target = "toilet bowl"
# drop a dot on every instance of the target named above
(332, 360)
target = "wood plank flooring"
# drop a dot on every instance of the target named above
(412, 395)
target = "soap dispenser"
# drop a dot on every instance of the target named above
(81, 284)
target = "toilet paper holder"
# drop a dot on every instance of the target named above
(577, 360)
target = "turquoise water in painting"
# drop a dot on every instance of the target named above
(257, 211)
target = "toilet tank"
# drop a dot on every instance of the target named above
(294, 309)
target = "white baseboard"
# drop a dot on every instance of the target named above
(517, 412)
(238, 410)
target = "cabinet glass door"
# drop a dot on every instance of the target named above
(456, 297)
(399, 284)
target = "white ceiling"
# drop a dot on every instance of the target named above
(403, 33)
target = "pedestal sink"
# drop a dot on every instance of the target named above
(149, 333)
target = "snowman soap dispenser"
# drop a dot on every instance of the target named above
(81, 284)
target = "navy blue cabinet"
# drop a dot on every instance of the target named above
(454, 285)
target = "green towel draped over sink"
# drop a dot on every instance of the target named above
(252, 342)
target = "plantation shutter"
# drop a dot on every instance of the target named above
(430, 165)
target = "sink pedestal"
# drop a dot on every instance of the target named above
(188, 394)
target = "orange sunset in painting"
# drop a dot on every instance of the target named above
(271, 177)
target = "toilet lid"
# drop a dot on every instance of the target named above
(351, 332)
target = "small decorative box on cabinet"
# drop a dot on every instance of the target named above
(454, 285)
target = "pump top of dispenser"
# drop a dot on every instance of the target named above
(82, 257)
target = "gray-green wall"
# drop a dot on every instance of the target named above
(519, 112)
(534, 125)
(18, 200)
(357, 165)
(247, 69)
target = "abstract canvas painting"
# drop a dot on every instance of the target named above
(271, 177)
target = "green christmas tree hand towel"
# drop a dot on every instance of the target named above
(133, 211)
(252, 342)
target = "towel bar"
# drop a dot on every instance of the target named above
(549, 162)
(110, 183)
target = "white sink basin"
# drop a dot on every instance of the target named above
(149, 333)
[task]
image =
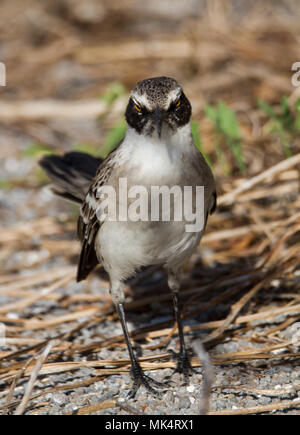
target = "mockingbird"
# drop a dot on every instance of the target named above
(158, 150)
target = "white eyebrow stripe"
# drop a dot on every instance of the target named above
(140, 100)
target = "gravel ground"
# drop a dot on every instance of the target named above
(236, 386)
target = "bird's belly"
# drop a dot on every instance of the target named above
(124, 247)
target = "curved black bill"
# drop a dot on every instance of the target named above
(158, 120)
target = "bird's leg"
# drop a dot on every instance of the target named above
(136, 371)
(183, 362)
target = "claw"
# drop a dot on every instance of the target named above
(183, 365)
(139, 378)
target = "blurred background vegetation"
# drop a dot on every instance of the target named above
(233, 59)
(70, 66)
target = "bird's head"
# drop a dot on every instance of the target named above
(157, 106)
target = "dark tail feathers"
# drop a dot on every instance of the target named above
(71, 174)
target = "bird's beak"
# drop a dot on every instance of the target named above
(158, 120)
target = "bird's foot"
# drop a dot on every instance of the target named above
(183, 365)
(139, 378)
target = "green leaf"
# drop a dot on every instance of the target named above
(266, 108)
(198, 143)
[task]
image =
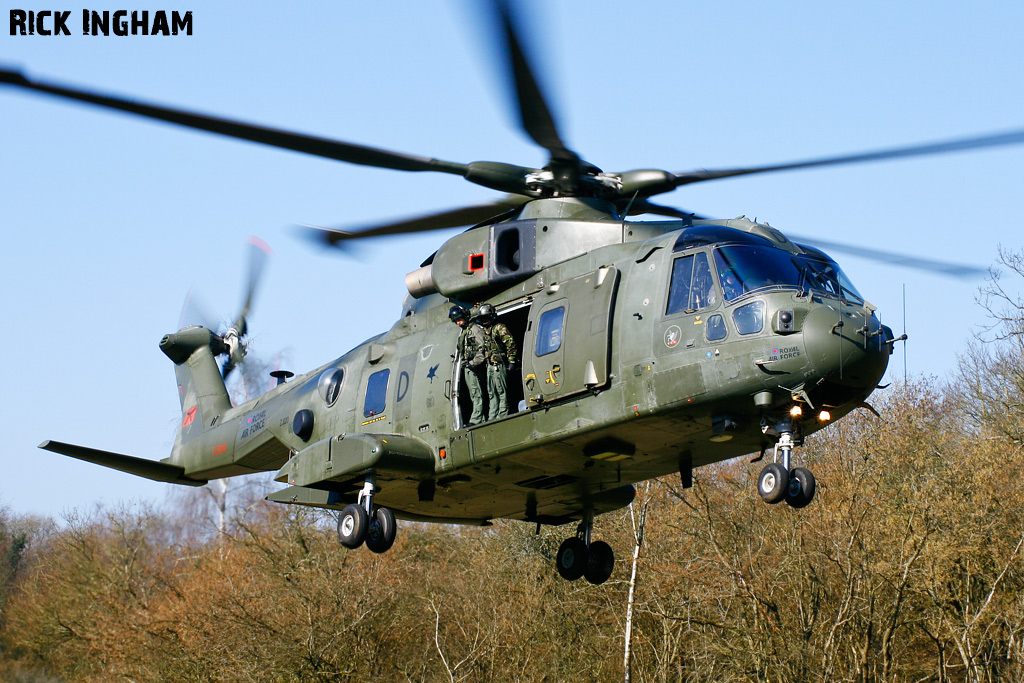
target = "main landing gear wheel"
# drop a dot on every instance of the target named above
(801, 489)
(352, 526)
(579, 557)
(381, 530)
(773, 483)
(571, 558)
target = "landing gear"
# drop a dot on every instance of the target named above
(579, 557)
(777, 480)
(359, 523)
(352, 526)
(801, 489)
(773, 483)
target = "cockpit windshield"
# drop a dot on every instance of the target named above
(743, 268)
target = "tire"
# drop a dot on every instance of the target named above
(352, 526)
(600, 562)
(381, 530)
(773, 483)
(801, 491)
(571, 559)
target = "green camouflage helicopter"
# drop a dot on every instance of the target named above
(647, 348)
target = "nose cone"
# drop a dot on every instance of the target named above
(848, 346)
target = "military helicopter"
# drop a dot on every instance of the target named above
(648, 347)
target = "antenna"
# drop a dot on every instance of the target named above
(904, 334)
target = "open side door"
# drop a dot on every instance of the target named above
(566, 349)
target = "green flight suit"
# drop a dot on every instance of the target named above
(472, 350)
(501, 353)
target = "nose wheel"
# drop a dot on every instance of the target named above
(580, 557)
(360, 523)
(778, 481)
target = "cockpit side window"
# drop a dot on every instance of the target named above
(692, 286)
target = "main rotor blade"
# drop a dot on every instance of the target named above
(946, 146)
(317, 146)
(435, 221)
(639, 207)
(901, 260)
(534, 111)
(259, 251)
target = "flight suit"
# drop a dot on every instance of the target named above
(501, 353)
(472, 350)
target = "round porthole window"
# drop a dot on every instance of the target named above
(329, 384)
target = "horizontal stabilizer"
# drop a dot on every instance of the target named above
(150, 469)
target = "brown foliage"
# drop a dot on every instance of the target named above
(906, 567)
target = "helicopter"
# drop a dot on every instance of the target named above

==================================================

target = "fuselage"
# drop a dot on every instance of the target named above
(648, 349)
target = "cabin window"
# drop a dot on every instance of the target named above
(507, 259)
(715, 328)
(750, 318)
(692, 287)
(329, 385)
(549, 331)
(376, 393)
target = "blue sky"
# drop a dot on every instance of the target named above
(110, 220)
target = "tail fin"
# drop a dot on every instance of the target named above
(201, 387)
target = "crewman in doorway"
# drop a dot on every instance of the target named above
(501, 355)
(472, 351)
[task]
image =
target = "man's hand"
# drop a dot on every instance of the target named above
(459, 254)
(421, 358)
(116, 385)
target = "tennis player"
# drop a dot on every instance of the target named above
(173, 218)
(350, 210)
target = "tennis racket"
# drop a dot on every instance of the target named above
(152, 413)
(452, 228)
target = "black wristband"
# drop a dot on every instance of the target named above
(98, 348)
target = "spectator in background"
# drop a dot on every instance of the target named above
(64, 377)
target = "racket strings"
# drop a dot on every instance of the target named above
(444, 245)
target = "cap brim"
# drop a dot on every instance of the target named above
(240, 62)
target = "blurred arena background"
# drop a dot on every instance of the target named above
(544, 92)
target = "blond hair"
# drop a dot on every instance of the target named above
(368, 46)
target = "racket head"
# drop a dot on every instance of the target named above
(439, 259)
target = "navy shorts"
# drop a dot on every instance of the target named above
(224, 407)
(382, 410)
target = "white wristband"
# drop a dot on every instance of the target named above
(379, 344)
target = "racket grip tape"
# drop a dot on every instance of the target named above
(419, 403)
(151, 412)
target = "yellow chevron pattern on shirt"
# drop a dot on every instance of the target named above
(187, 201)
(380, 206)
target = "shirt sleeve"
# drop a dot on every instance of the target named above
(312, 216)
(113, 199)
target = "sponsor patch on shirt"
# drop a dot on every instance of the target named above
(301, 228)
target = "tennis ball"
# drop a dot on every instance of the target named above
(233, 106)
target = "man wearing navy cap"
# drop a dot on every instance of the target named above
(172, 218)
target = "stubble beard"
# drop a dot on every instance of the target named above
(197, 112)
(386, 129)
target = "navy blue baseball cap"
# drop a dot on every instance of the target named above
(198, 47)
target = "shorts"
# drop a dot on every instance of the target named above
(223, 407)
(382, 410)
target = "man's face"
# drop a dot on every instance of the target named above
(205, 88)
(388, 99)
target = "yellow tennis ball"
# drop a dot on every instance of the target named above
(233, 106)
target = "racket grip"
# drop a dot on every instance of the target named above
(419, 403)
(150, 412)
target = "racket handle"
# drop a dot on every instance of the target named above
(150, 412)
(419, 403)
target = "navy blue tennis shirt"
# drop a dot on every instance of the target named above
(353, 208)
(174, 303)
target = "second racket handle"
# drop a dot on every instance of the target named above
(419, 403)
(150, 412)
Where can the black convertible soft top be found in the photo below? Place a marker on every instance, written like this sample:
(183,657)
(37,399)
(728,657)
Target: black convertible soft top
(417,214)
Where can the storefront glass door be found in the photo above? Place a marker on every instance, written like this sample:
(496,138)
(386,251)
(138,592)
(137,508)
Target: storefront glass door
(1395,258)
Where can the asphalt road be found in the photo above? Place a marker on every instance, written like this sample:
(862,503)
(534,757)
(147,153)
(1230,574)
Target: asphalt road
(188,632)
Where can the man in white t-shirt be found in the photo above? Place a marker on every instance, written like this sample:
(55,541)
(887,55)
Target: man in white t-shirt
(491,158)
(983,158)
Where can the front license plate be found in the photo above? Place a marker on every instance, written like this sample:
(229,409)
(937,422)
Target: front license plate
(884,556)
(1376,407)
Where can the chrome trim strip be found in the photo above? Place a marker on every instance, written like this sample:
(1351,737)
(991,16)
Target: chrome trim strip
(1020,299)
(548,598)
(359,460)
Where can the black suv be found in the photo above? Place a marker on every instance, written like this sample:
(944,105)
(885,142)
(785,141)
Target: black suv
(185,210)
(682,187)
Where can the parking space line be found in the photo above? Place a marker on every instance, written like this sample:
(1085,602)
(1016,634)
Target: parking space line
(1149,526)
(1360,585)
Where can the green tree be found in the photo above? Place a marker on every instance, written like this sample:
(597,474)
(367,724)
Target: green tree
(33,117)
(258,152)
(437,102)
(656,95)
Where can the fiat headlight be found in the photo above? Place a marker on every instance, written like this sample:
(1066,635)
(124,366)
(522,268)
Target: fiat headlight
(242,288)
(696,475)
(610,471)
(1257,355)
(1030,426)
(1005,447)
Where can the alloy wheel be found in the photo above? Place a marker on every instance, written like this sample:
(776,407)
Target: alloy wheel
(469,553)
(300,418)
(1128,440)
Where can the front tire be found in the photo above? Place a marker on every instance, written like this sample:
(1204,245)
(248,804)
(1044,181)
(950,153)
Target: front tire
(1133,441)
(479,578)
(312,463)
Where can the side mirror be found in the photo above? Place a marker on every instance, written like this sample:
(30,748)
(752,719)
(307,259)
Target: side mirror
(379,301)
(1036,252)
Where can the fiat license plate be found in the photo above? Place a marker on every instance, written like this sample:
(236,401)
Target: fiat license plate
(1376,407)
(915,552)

==================================================

REQUIRED ACTION: List each line of the records that holds the string "handle".

OUTPUT BELOW:
target = "racket handle"
target = "second racket handle"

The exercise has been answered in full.